Begin Passage

Just to be clear, in the first sentence above I didn’t mean to say that the standard demos are useless — far from it (see below). This was intended to be a challenging call to action to not be satisfied with demos alone, but for us as an industry to imagine and develop compelling mainstream end applications that are multicore- and manycore-scalable. (To make that clearer, I’m going to ditch and rewrite the first sentence above for the Effective Concurrency book.)

The standard demos are indeed important — not only as proofs of concept, that the technology really does enable scalable parallel code, but at least as importantly as helpful tools in helping us to understand how a given parallel technology or runtime works.

To understand concurrency mechanics/characteristics

For example, consider a standard Mandelbrot-rendering demo, but with the twist that each worker thread (core) renders its portion of the work in a different color. On a traditional runtime with static scheduling, some workers with easy-to-compute sections will be done early and wait idly while the other workers finish their harder-to-compute sections, and we can see visually that each colored section is the same size and some colored sections appear faster than others. But on a runtime with dynamic scheduling, and especially one that supports Cilk-style work stealing, we get efficient load balancing where workers who are assigned "easy" sections and are done early can contribute to remaining work in harder-to-compute areas — and visually some sections fill in with one color but then the same color starts to add to other yet-unfinished sections. The bands of color let us see which worker did what work and helped out in what other areas, and the overall visual progress of the whole image lets us see that the system as a whole is doing useful work the whole time. So the colored Mandelbrot demo is a very useful tool to let us understand what’s going on quickly and clearly, in a way that presenting the results in a numerical table can’t.

End Passage
Begin Task input

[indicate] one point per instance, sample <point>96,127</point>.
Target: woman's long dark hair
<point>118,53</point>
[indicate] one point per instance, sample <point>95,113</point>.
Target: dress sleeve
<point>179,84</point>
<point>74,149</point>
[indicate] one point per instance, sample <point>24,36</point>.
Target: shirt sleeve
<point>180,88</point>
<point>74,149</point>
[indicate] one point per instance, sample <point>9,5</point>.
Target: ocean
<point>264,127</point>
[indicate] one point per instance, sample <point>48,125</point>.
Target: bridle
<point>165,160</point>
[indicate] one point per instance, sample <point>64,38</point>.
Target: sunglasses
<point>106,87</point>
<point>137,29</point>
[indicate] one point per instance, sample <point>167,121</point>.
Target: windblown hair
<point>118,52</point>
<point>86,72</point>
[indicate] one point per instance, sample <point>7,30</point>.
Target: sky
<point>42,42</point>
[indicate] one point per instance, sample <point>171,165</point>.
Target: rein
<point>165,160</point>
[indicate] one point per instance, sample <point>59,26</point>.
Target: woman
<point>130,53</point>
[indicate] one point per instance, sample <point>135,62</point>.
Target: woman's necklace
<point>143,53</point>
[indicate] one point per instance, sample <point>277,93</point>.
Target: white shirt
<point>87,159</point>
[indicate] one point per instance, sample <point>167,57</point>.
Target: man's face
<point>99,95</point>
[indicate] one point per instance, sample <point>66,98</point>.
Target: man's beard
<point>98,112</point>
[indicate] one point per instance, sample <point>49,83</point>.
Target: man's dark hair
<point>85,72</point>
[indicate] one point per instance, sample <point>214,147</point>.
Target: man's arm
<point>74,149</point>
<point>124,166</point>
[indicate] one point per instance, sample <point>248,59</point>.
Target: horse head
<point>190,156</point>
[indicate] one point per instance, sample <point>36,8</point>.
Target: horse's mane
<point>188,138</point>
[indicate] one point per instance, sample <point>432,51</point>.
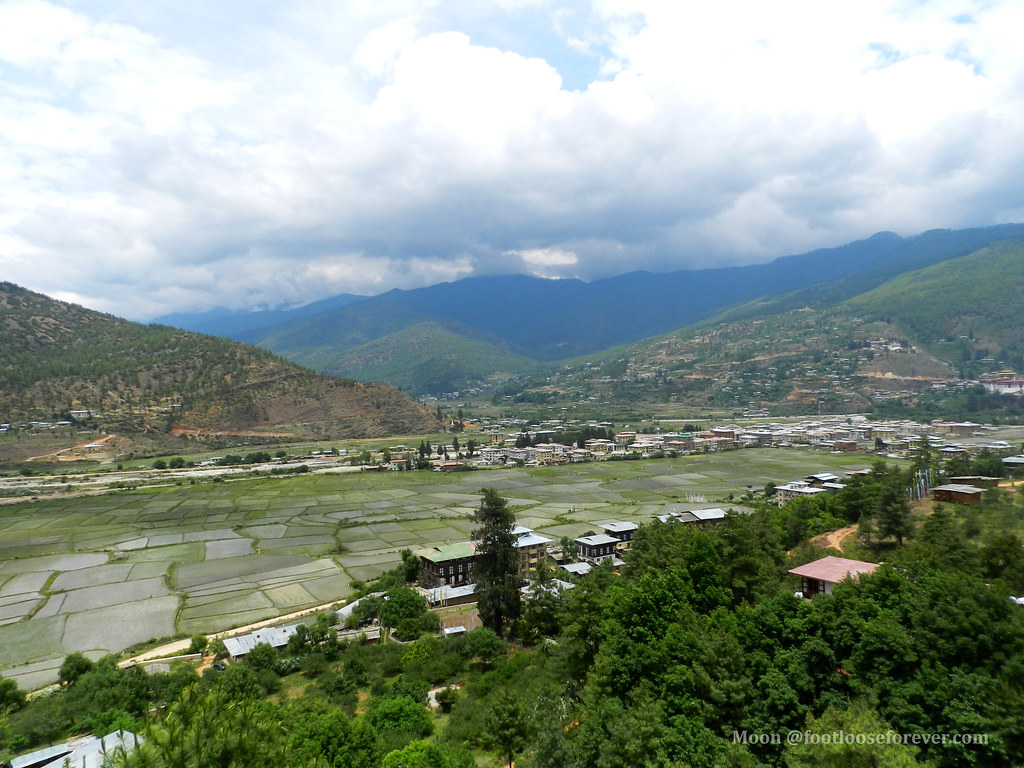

End Task input

*Required actions*.
a - Please print the concurrency passage from "Just to be clear, in" up to and including "or runtime works.".
b - Rewrite the records from the line with "[indicate] one point per instance, sample <point>48,125</point>." up to and including the line with "<point>137,29</point>", replacing "bridle" with "halter" and keeping everything else the same. Give only those lines.
The concurrency passage and the records come from unrelated sources.

*Worked answers*.
a -
Just to be clear, in the first sentence above I didn’t mean to say that the standard demos are useless — far from it (see below). This was intended to be a challenging call to action to not be satisfied with demos alone, but for us as an industry to imagine and develop compelling mainstream end applications that are multicore- and manycore-scalable. (To make that clearer, I’m going to ditch and rewrite the first sentence above for the Effective Concurrency book.)

The standard demos are indeed important — not only as proofs of concept, that the technology really does enable scalable parallel code, but at least as importantly as helpful tools in helping us to understand how a given parallel technology or runtime works.

b -
[indicate] one point per instance, sample <point>48,125</point>.
Target: halter
<point>165,160</point>
[indicate] one point per instance, sample <point>64,38</point>.
Target: sunglasses
<point>106,87</point>
<point>137,29</point>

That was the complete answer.